Required work
For the word "water", copy every line of the material that includes it.
---------- Given records ----------
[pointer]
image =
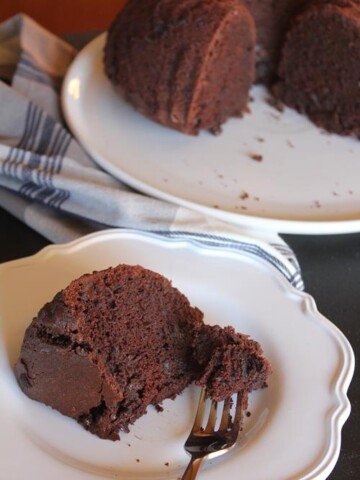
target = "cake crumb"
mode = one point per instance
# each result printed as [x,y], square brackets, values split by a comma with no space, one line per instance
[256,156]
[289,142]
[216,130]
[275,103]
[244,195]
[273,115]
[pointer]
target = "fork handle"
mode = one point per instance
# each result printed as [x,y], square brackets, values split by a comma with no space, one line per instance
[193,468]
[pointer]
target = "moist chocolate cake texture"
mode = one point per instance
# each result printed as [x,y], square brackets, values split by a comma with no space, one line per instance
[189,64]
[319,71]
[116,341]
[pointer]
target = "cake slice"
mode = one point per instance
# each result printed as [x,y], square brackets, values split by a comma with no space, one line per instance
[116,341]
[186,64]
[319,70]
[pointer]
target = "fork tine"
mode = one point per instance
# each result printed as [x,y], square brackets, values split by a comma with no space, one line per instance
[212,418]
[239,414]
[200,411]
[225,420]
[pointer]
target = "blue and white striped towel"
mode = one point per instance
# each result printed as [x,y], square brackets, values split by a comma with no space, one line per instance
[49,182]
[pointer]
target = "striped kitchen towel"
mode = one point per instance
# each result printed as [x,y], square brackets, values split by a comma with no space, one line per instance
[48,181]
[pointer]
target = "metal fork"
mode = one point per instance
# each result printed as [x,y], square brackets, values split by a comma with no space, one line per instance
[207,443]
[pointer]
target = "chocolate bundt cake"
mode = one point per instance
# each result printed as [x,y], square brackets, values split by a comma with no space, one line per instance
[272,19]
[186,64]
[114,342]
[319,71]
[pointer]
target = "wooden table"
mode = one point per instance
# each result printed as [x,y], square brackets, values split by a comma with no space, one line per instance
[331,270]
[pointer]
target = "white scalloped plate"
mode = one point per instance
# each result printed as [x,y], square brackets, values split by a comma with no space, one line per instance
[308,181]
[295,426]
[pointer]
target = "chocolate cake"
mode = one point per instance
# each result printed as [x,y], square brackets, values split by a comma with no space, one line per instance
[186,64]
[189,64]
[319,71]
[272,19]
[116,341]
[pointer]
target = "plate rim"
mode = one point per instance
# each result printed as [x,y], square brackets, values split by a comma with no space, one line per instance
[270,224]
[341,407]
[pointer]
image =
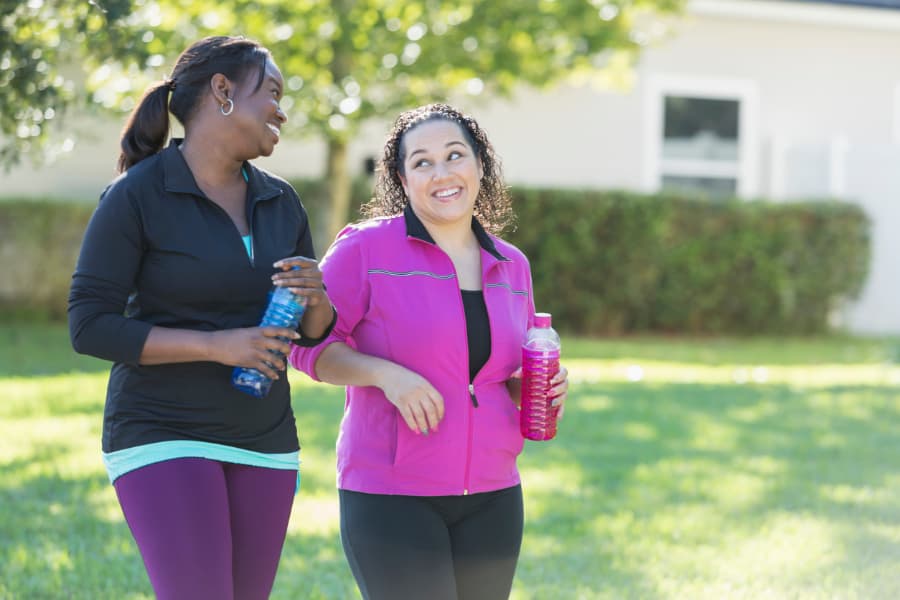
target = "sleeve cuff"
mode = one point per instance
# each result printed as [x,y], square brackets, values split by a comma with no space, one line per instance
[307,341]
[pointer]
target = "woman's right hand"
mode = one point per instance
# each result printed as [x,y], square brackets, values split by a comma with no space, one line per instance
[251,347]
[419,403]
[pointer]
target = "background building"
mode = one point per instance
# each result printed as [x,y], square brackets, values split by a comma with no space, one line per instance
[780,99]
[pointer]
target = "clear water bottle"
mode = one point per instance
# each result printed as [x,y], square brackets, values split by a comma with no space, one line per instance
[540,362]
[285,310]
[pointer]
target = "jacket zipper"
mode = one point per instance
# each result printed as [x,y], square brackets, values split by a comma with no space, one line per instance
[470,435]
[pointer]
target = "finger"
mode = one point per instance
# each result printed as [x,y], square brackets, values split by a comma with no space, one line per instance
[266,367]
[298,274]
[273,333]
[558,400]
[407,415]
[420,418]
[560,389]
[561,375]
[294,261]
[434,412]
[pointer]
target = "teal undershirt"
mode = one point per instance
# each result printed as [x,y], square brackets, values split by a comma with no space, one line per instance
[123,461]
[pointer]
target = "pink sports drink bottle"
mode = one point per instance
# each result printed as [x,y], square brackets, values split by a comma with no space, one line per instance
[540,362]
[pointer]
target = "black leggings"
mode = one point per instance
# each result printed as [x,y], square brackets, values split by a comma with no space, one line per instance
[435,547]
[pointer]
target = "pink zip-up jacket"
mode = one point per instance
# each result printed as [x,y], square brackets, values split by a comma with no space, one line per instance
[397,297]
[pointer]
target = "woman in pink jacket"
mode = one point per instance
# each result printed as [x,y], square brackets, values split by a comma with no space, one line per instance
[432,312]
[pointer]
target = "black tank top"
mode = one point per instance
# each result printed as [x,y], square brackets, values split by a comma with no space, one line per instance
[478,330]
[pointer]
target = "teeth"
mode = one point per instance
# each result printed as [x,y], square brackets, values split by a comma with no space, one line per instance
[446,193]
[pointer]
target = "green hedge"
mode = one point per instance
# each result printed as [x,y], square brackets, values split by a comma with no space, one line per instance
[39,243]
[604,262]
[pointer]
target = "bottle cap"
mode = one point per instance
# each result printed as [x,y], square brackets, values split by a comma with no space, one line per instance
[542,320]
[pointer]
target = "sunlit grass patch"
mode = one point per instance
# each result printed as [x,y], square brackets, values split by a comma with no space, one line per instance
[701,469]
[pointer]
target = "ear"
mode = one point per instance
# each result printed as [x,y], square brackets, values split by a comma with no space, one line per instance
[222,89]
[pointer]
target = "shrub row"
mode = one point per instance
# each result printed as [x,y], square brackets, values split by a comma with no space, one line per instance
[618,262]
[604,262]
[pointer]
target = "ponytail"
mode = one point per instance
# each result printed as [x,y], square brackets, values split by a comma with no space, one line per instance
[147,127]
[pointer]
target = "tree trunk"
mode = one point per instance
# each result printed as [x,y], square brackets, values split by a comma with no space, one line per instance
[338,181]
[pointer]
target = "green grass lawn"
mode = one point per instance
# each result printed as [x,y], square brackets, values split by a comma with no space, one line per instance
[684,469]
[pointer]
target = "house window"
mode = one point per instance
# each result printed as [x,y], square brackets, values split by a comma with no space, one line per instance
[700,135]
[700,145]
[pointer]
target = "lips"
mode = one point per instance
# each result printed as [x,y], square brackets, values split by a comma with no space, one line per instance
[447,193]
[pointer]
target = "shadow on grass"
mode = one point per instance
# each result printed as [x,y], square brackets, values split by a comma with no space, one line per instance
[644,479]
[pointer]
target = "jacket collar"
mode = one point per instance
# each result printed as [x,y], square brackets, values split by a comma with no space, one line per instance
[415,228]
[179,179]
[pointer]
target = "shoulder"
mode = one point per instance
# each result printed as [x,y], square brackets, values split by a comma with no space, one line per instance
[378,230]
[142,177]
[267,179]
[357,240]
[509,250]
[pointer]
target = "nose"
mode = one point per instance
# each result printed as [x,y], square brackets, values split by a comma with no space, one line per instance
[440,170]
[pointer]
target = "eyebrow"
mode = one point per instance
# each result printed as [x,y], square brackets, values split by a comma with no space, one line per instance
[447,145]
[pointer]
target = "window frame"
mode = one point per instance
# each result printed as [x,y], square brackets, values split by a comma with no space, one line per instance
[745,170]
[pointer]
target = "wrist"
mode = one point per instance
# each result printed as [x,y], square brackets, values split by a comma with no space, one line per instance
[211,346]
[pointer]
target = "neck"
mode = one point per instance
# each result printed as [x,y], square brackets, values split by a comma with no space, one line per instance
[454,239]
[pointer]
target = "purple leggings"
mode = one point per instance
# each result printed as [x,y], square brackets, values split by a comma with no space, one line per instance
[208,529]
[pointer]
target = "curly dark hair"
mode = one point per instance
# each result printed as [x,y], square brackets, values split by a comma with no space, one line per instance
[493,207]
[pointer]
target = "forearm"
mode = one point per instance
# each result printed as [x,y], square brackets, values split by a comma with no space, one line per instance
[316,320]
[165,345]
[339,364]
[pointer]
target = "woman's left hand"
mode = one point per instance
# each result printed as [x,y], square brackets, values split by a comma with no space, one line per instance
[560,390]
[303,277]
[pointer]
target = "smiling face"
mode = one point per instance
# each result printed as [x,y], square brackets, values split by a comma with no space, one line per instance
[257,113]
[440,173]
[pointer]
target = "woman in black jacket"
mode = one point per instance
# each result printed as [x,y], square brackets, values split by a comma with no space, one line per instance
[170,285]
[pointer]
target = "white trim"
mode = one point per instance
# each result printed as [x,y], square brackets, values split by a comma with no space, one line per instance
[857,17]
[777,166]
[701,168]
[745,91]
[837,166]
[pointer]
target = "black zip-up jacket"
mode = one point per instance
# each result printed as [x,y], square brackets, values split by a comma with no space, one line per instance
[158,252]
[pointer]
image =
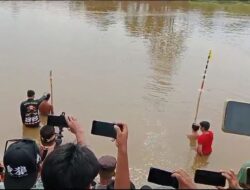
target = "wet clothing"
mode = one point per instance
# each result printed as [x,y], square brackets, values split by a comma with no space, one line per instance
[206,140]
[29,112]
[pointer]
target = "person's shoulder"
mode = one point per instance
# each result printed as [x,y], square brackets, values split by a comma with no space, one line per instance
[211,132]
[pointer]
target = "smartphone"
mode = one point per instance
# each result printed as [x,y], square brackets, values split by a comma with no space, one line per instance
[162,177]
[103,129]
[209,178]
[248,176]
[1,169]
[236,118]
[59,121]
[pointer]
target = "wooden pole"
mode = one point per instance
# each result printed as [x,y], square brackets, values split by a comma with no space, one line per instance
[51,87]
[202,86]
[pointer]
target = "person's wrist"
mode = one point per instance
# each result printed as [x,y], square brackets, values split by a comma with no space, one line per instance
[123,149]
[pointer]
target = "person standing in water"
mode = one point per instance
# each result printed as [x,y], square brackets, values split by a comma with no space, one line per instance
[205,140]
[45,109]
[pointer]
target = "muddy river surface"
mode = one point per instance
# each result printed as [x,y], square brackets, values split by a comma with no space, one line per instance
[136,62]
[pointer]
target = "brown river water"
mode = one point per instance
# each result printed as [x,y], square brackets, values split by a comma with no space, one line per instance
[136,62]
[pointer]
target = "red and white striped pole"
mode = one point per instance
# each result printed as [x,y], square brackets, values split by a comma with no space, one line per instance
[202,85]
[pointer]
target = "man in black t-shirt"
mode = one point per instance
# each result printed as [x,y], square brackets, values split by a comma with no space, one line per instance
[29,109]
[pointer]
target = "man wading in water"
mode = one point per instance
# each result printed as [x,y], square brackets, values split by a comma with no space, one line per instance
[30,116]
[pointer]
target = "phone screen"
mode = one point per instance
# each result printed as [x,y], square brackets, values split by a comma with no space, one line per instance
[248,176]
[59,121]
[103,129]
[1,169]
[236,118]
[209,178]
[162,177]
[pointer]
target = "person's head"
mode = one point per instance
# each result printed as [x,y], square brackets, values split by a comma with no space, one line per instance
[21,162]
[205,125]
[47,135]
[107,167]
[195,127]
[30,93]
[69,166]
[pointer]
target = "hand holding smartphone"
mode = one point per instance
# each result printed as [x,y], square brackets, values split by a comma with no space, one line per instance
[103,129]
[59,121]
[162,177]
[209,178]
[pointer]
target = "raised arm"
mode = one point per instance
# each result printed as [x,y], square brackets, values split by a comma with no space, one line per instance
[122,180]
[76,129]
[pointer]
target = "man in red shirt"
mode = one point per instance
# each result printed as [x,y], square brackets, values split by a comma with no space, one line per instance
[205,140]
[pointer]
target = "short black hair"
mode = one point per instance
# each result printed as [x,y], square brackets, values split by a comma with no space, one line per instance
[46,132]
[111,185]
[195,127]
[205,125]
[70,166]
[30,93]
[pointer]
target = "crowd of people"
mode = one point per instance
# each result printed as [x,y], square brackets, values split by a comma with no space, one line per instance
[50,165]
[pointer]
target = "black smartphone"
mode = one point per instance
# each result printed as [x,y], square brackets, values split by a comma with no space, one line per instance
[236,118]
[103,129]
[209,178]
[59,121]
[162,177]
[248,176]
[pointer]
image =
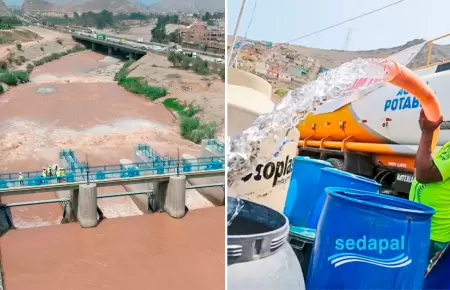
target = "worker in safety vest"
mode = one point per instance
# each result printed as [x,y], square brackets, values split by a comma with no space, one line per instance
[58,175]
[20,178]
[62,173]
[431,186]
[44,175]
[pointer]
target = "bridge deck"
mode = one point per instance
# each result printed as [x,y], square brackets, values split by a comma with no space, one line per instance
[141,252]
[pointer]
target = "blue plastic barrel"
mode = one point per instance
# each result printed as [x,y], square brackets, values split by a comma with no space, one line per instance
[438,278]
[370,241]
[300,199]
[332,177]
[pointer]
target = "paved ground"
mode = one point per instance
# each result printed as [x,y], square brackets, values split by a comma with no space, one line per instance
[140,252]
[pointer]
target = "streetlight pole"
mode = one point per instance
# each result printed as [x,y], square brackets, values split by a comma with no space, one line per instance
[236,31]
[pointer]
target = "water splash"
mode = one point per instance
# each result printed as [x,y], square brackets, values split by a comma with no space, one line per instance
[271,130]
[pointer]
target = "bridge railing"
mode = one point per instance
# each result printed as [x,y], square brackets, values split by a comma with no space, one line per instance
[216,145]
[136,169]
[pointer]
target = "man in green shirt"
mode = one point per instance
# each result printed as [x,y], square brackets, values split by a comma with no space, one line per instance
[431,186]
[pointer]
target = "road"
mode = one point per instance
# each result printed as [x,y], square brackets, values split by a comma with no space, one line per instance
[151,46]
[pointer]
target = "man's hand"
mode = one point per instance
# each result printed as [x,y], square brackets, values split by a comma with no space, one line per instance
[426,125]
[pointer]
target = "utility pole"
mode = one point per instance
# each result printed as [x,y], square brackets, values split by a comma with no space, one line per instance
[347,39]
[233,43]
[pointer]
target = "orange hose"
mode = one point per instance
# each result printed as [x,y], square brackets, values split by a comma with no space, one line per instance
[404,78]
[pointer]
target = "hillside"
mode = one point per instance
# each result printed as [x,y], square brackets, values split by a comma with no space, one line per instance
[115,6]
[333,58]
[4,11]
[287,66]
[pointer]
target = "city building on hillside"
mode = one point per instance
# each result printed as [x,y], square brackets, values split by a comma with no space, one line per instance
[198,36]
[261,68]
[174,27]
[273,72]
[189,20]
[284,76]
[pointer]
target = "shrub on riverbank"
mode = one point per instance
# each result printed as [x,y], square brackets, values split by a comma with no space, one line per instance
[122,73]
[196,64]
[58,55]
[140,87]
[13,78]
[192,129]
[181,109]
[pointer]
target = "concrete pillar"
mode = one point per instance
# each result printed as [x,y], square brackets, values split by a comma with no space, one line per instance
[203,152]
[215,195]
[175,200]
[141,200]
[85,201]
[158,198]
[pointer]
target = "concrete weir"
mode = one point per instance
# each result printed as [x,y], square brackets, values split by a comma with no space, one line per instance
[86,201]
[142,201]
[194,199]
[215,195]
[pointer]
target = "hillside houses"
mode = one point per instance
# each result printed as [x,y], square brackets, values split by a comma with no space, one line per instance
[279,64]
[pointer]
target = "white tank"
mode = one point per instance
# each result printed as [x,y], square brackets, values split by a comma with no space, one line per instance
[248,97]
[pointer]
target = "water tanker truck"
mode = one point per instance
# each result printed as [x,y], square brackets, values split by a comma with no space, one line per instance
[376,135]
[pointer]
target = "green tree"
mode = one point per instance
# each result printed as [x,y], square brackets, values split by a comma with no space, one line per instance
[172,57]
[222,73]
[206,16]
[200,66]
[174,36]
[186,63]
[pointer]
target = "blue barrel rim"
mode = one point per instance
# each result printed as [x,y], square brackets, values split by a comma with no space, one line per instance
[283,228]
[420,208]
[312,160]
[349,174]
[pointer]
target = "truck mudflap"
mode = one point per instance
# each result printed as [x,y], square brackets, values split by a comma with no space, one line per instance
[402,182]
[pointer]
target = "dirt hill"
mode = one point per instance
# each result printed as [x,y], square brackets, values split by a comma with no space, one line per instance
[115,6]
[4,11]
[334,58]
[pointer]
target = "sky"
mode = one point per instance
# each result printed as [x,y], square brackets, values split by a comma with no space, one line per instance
----------
Result of the task
target = "clear water bottle"
target = "person standing in water"
target = "brown river water"
target = "man wading in water"
target = "water splash"
target = "water tanker truck"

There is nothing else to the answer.